Assignment 1:
From the article on the edible battery, copy out the passage that begins at the words "Implantable Devices To" and stops after the words "answer to that.".
Assignment 2:
Answer these questions from the article on the edible battery.
(a) What happens to the biodegradable battery once it is out of power?
(b) Who came up with the biodegradable, implantable battery?
(c) What could the biodegradable silicon chips unveiled in 2012 track?

Document extract:

....................

Implantable Devices To Be Powered By The Battery You Could Actually Eat

Eating a battery sounds absolutely insane and I am sure anyone wouldn’t take the risk of having an internal lethal injury. However, when it comes to biodegradable battery that delivers healing from within, which once out of power gets absorbed by the body, maybe it’s worth taking a note.

For years, scientists have been working to develop implantable devices that absolutely requires no major maintenance such as replacing expired battery. Well, this biodegradable, implantable battery which is the brainchild of John Rogers, might be the answer to that.

During an event at Urbana-Champaign in 2012, John Rogers, materials scientist at the University of Illinois and his team unveiled a number of biodegradable silicon chips that could track temperature or mechanical strain and forward the results to external device . Unfortunately, those devices were relatively bulky and serviceably too complex to use that they later had to look for a smart solution – “Biodegradable Battery”.

....................

Entries supplied:

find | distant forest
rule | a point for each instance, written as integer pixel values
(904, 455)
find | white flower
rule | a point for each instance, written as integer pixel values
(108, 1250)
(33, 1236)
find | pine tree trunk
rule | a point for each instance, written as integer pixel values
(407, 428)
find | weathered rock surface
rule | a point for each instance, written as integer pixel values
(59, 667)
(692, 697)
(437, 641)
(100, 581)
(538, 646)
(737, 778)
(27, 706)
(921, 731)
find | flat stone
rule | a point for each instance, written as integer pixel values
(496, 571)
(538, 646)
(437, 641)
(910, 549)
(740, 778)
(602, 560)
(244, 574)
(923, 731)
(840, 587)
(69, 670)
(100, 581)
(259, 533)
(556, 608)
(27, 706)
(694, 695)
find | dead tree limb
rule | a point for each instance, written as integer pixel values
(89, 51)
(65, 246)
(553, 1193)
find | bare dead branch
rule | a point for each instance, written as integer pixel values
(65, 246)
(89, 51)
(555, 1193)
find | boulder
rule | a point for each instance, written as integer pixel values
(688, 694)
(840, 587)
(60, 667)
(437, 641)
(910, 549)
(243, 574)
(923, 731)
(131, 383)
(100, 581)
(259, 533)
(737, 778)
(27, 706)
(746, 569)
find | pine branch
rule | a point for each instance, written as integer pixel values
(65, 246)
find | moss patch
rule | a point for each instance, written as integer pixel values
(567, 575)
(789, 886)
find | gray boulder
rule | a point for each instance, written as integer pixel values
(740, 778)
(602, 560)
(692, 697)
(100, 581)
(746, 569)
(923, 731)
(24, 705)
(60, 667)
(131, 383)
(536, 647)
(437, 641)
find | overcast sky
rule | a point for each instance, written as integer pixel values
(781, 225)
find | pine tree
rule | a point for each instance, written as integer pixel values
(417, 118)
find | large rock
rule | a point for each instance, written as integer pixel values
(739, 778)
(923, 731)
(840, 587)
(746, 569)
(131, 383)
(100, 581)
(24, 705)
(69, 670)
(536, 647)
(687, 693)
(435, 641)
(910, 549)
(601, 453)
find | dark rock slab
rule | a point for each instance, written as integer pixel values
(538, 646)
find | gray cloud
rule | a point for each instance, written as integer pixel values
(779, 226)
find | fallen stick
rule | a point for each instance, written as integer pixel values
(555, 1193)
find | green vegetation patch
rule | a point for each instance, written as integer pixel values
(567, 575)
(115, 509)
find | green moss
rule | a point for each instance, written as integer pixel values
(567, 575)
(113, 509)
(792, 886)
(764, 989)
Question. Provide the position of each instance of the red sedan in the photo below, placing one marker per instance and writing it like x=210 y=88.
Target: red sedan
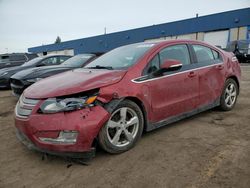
x=129 y=90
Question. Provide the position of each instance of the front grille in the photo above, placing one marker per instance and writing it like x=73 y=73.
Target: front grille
x=25 y=106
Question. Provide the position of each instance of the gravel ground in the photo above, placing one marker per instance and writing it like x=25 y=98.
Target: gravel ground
x=211 y=149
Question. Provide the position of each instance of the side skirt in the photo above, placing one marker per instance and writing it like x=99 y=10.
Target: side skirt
x=152 y=126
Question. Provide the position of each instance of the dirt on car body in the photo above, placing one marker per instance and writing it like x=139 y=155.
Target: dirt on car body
x=211 y=149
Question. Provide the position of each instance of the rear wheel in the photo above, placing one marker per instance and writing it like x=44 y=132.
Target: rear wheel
x=229 y=95
x=123 y=129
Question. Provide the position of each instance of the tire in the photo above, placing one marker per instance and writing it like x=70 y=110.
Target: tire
x=120 y=134
x=229 y=95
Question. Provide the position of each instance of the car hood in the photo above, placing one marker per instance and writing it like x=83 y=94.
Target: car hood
x=72 y=82
x=39 y=72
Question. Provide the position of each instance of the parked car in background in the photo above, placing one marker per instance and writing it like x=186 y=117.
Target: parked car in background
x=127 y=90
x=241 y=48
x=15 y=59
x=25 y=78
x=6 y=73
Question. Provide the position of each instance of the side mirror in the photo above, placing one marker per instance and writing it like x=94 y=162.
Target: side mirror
x=168 y=66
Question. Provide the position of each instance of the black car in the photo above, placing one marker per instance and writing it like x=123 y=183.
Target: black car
x=15 y=59
x=241 y=48
x=25 y=78
x=6 y=73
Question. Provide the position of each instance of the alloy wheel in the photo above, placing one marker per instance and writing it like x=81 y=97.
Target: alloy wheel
x=122 y=127
x=230 y=95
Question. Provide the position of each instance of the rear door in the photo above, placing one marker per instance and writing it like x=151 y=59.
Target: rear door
x=175 y=92
x=211 y=74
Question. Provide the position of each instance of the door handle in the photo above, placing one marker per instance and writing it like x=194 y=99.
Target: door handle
x=191 y=74
x=220 y=67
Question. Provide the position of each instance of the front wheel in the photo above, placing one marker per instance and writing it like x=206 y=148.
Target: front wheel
x=229 y=95
x=123 y=129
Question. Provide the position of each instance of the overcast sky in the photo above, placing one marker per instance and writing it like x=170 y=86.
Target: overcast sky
x=29 y=23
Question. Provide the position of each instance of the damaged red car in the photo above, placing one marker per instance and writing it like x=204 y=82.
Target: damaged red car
x=131 y=89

....................

Output 1:
Implantable Devices To Be Powered By The Battery You Could Actually Eat

Eating a battery sounds absolutely insane and I am sure anyone wouldn’t take the risk of having an internal lethal injury. However, when it comes to biodegradable battery that delivers healing from within, which once out of power gets absorbed by the body, maybe it’s worth taking a note.

For years, scientists have been working to develop implantable devices that absolutely requires no major maintenance such as replacing expired battery. Well, this biodegradable, implantable battery which is the brainchild of John Rogers, might be the answer to that.

Output 2:
(a) It gets absorbed by the body.
(b) John Rogers.
(c) Temperature or mechanical strain.